Texte source:
Il n'y a pas, dans toute l'histoire du mouvement ouvrier, une période aussi dépourvue de perspectives révolutionnaires que celle que nous traversons. Ceci n'est pas l'effet d’un pessimisme mais uniquement de l'analyse réelle et consciente de la situation qui a préludé en 1933 et qui dure.
Quand, au cours de la guerre 1939-45, une éclaircie s'est faite jour, nous avons été les premiers à essayer, non seulement d'alerter les ouvriers en France mais aussi de prendre nos responsabilités dans la lutte. Nous n'avons rencontré aucun écho parce que l'éclaircie fut rapide et brève, elle a surpris les ouvriers dans le monde ; et, quand ceux-ci ont essayé de prendre conscience, la situation était déjà ressaisie par les impérialismes en guerre.
Nous avons reconnu, à ce moment-là, que, si la conscience de classe ne précédait pas ou si elle ne s'exprimait pas si une situation semblable se renouvelait, le cours de la guerre, avec ou sans trêve, continuerait.

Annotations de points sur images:

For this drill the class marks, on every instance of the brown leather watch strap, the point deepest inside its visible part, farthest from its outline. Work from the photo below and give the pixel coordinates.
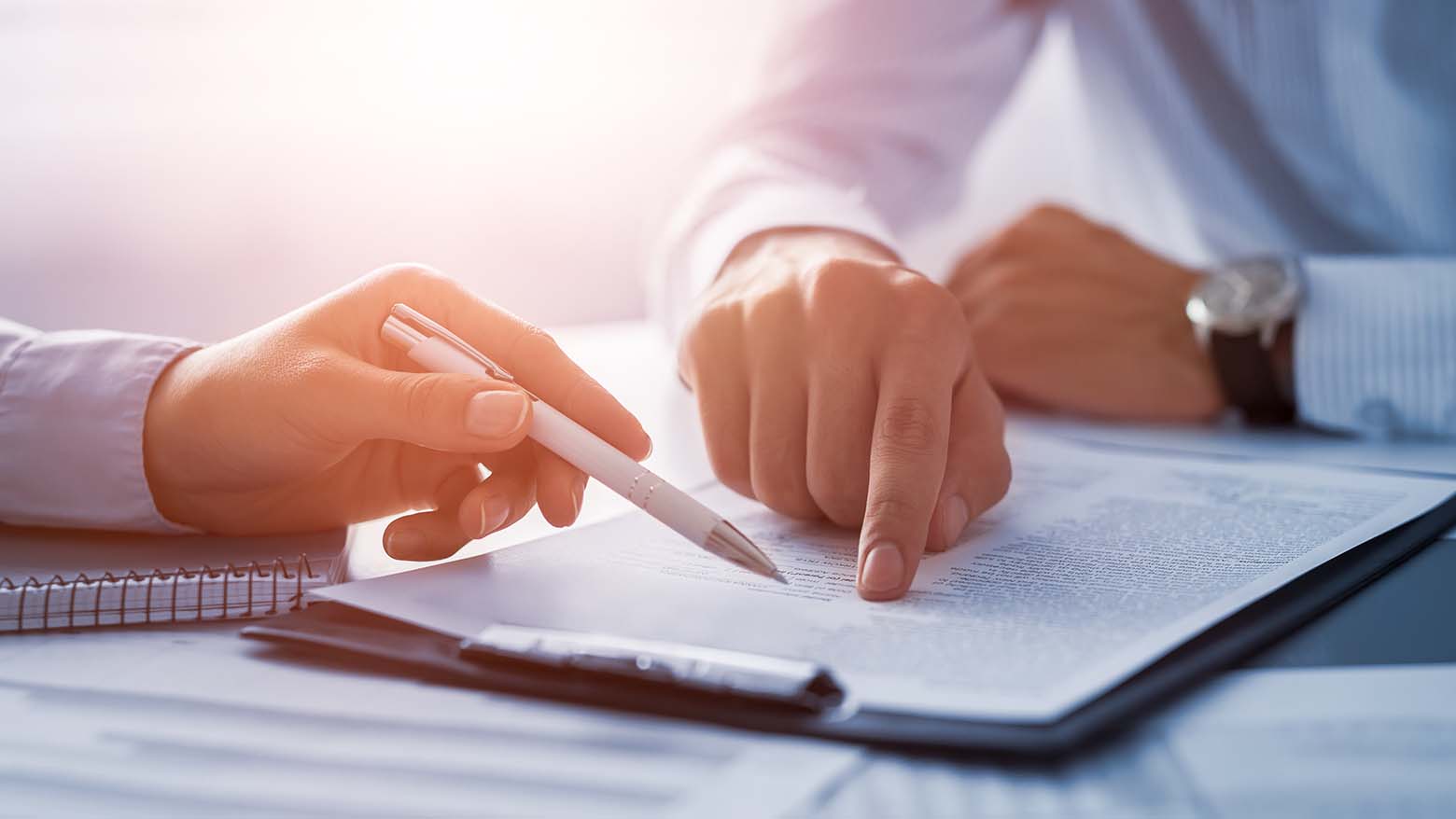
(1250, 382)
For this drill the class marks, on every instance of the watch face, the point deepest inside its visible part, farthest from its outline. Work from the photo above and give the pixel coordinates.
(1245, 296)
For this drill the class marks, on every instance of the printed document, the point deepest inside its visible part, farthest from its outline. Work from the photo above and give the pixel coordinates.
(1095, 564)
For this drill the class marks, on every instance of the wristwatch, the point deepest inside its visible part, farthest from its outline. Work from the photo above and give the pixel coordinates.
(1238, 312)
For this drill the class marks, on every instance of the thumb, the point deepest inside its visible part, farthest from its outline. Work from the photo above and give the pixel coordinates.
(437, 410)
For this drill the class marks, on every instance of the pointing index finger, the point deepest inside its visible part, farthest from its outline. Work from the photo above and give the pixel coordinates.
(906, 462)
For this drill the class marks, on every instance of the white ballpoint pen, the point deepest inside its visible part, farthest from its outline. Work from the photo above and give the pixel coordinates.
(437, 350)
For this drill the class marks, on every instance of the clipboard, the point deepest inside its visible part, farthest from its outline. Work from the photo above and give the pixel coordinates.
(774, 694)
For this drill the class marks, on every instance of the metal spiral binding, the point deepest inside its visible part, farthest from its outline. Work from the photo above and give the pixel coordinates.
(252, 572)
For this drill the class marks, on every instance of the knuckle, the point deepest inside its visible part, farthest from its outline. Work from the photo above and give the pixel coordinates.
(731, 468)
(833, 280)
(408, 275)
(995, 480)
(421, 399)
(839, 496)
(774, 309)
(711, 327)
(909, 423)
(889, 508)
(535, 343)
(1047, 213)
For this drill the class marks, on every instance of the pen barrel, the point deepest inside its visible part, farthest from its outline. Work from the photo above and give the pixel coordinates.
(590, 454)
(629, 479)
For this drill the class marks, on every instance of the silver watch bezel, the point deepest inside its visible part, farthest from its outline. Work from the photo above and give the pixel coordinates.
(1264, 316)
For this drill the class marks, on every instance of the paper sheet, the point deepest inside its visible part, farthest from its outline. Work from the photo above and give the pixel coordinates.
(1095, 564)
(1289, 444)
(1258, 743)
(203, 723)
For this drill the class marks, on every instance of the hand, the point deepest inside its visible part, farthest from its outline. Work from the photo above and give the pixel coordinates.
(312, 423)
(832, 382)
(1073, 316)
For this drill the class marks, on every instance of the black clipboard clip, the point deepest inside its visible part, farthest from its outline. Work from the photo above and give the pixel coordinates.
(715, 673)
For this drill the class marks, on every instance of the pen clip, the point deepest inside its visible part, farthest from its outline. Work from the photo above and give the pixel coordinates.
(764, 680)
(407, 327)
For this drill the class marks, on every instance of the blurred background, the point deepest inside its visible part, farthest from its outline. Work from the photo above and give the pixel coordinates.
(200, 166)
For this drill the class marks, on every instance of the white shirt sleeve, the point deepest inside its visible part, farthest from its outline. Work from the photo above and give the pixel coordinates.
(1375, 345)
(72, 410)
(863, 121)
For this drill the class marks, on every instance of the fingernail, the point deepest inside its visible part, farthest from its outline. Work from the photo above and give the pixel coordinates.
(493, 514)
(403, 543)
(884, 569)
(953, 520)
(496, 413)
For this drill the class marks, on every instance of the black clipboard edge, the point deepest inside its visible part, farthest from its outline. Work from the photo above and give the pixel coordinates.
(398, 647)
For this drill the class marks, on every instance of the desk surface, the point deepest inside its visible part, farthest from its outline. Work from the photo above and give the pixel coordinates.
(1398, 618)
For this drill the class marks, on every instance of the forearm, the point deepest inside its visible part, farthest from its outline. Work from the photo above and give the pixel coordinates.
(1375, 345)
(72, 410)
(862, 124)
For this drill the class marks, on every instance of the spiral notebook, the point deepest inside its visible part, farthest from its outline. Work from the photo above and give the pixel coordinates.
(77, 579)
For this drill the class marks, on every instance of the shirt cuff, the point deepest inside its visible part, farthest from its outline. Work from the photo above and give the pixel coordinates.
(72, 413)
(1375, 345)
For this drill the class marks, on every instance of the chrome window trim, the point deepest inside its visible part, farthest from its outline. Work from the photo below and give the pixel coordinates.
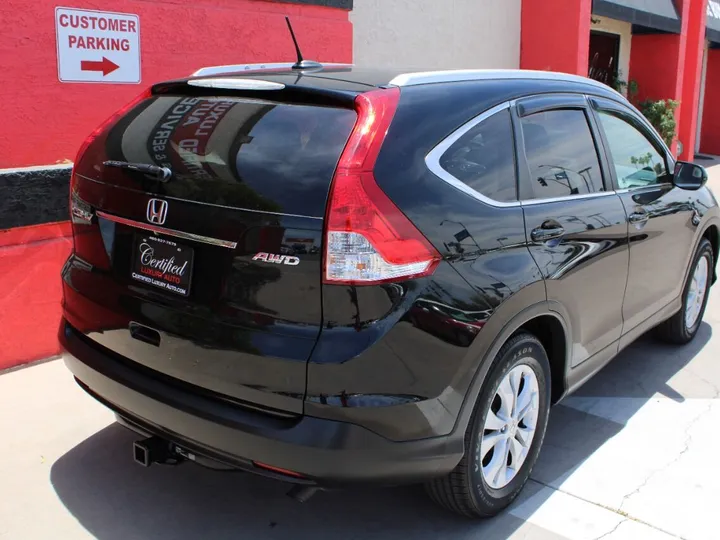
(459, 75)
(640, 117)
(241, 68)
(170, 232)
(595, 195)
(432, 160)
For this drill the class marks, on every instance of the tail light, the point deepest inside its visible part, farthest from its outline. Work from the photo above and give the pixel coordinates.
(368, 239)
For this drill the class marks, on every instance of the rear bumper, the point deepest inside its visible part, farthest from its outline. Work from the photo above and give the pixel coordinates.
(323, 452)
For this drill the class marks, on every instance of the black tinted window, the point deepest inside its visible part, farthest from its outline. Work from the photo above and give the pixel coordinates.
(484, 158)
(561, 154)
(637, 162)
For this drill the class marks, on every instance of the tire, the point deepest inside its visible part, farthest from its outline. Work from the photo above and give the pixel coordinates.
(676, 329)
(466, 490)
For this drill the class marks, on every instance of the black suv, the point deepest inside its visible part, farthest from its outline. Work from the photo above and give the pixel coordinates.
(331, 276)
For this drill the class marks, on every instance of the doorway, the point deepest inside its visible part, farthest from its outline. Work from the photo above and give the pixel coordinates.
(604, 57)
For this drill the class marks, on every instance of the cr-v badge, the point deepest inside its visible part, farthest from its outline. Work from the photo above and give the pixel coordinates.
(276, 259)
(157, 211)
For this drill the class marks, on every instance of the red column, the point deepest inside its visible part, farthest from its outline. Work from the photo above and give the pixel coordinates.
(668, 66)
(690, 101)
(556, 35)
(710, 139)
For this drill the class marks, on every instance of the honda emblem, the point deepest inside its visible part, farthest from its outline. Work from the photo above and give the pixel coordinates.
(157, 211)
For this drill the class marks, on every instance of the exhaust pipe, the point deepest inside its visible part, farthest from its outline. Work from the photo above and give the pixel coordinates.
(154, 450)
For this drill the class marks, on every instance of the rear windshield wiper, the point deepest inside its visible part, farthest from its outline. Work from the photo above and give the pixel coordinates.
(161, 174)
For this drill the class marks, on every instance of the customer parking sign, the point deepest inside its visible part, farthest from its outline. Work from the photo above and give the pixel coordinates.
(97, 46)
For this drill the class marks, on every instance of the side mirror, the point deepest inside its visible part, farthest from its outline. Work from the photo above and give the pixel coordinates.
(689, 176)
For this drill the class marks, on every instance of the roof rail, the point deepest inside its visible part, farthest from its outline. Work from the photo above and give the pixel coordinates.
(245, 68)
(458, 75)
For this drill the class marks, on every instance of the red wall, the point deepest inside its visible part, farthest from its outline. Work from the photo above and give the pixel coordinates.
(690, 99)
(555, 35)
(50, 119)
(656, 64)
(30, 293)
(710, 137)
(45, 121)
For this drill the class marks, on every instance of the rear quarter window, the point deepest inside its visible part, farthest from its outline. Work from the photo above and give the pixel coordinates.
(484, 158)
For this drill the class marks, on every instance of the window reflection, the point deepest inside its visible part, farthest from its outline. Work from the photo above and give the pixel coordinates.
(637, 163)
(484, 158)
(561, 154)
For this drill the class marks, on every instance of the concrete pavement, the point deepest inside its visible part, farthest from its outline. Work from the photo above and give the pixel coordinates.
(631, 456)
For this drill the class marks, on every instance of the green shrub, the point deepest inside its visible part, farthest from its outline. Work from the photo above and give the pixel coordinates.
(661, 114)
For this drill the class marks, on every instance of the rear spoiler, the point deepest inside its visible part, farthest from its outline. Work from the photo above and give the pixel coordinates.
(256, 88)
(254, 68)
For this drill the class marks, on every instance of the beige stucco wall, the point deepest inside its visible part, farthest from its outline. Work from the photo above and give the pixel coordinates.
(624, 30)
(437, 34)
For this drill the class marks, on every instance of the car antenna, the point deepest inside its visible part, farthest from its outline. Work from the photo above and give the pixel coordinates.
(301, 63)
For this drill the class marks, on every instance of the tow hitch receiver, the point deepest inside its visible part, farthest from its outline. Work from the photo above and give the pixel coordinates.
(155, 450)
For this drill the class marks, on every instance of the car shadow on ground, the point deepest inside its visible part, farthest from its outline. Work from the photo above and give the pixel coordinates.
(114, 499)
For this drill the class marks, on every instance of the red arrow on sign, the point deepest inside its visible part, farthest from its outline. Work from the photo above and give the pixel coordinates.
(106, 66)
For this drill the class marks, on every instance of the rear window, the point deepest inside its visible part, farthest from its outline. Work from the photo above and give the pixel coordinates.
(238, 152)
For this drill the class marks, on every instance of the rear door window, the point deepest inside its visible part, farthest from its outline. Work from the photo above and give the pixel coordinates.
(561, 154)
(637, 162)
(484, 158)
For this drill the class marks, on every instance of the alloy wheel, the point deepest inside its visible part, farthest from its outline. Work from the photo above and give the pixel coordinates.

Consignes:
a: Relevez toutes les formes verbales conjuguées qui ont « nous » pour sujet dans le texte sur le mouvement ouvrier.
b: Combien de lignes de la liste contiennent la chaîne « spiral » ? La casse compte, et seul le nombre est attendu.

Réponses:
a:
- nous traversons
- nous avons été
- nous n'avons rencontré
- nous avons reconnu

b: 2